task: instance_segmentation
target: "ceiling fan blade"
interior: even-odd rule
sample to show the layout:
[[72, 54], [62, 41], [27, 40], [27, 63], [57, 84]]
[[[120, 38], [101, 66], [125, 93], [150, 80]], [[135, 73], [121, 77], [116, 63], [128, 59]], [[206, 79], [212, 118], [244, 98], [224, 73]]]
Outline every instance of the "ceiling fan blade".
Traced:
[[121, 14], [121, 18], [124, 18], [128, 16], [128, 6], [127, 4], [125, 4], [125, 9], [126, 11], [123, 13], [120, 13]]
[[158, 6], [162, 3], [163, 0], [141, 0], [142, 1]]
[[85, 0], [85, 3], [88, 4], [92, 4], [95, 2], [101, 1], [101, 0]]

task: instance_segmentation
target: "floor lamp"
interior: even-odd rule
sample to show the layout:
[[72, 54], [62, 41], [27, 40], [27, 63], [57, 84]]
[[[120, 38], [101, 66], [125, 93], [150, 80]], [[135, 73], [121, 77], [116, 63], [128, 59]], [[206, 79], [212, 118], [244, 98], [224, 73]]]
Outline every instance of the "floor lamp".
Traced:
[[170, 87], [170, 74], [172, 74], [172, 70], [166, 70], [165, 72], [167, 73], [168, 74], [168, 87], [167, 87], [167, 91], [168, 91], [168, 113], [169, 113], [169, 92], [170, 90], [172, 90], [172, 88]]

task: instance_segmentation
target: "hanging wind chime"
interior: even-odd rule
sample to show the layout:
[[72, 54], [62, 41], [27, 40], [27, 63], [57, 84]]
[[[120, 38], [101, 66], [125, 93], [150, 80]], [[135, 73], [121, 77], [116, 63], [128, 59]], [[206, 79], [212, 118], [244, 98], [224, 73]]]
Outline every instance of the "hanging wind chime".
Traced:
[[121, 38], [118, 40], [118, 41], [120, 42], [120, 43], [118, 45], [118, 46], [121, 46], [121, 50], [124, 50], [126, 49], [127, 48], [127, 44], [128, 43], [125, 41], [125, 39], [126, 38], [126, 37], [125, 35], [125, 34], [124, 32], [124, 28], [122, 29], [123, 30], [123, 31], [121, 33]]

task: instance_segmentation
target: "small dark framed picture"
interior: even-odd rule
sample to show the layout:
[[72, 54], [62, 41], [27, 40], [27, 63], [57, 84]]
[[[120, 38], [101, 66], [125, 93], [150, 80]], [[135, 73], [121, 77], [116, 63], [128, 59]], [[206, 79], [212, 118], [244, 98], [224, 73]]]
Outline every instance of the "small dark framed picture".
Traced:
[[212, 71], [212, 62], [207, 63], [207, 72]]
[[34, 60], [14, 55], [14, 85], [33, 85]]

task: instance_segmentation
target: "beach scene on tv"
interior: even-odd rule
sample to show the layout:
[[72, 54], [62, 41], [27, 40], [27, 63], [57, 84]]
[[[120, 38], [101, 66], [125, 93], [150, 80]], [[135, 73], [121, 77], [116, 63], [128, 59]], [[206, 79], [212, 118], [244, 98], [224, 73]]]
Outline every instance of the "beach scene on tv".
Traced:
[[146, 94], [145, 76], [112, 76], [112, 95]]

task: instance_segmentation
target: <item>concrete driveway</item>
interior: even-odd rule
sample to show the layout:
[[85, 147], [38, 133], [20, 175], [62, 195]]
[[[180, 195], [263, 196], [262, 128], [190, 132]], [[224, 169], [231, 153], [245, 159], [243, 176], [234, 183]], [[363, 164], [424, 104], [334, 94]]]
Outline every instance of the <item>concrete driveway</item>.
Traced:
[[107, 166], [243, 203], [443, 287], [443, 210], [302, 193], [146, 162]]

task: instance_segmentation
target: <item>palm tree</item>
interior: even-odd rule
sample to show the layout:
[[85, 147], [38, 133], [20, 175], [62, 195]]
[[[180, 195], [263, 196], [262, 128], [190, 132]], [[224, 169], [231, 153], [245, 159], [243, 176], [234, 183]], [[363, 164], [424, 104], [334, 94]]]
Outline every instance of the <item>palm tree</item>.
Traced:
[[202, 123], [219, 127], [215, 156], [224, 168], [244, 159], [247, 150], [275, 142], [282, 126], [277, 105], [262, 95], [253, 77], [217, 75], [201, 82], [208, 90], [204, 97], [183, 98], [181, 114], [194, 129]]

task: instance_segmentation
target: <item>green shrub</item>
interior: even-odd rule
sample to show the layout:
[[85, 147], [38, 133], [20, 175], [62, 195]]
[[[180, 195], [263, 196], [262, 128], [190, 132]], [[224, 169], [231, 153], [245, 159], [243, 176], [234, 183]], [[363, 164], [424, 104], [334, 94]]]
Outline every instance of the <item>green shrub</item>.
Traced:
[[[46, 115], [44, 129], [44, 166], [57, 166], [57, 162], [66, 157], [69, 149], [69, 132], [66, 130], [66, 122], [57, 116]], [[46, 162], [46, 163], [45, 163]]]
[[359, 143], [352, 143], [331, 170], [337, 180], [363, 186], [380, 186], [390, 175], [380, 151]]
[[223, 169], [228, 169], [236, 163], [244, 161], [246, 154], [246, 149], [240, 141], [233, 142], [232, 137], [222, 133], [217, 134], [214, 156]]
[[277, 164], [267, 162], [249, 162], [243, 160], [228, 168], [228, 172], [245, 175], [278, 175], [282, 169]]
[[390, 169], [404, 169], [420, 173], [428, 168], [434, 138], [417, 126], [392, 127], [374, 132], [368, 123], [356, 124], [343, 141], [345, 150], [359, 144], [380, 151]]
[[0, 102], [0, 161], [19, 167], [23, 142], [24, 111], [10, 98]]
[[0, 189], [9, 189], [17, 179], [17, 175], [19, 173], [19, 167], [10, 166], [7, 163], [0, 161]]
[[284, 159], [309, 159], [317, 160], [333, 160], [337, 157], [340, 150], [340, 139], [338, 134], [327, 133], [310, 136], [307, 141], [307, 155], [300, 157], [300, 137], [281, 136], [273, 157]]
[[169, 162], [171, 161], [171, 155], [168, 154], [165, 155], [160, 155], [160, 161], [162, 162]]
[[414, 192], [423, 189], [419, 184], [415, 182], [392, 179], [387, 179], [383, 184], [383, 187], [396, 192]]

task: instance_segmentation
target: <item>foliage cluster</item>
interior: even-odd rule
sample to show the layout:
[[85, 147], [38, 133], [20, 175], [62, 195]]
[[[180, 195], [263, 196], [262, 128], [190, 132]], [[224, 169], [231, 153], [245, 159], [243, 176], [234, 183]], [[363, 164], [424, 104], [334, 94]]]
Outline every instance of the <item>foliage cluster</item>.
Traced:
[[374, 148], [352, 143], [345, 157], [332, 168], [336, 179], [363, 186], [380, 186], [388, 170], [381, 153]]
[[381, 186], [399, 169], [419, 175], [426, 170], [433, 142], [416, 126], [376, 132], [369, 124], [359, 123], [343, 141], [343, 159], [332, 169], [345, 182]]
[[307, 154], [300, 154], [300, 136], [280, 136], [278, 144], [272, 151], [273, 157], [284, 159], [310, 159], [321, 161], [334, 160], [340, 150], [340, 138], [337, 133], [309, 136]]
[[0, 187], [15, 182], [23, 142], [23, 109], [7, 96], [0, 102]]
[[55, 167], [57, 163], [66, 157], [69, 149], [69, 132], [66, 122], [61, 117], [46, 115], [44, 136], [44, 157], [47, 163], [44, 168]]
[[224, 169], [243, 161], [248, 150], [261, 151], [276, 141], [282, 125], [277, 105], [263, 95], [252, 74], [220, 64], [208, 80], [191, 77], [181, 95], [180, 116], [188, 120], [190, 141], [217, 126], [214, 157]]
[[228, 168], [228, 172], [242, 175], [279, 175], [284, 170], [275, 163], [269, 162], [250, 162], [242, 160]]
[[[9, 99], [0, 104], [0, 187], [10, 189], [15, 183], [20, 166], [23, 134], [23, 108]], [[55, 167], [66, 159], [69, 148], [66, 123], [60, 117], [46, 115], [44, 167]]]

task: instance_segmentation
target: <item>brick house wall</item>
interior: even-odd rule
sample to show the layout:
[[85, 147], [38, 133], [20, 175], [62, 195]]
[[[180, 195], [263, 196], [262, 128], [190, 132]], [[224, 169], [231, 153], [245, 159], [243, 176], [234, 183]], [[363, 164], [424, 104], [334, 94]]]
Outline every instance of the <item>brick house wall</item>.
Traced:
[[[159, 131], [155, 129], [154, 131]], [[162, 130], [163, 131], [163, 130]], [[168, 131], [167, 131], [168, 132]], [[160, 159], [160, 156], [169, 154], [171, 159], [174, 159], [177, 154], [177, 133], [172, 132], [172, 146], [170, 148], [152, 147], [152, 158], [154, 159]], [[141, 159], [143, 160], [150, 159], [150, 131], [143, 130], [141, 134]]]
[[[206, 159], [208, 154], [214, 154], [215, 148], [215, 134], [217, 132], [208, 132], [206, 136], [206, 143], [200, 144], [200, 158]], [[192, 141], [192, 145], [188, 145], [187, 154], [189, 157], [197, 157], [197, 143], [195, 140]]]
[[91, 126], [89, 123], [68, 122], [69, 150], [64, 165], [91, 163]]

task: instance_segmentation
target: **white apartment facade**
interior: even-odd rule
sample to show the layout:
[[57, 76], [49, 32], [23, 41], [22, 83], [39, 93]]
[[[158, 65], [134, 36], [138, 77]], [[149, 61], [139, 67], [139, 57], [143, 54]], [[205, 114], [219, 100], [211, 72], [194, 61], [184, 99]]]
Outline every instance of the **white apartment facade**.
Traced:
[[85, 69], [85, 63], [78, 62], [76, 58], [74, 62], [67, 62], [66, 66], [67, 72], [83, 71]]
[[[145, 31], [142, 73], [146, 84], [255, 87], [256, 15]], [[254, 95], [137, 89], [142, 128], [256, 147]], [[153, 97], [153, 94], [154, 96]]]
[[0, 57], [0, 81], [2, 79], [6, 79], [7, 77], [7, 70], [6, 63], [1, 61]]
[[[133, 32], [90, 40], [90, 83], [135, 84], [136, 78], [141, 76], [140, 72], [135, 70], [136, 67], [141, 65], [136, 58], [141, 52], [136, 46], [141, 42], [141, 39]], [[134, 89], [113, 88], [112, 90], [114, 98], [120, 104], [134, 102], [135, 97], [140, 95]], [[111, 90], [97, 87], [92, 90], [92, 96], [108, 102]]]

::::

TASK DIRECTIONS - Report each line of the entries above that contains the string "scene", copying every such line in full.

WORKED SOLUTION -
target: "beach scene on tv"
Outline every instance of the "beach scene on tv".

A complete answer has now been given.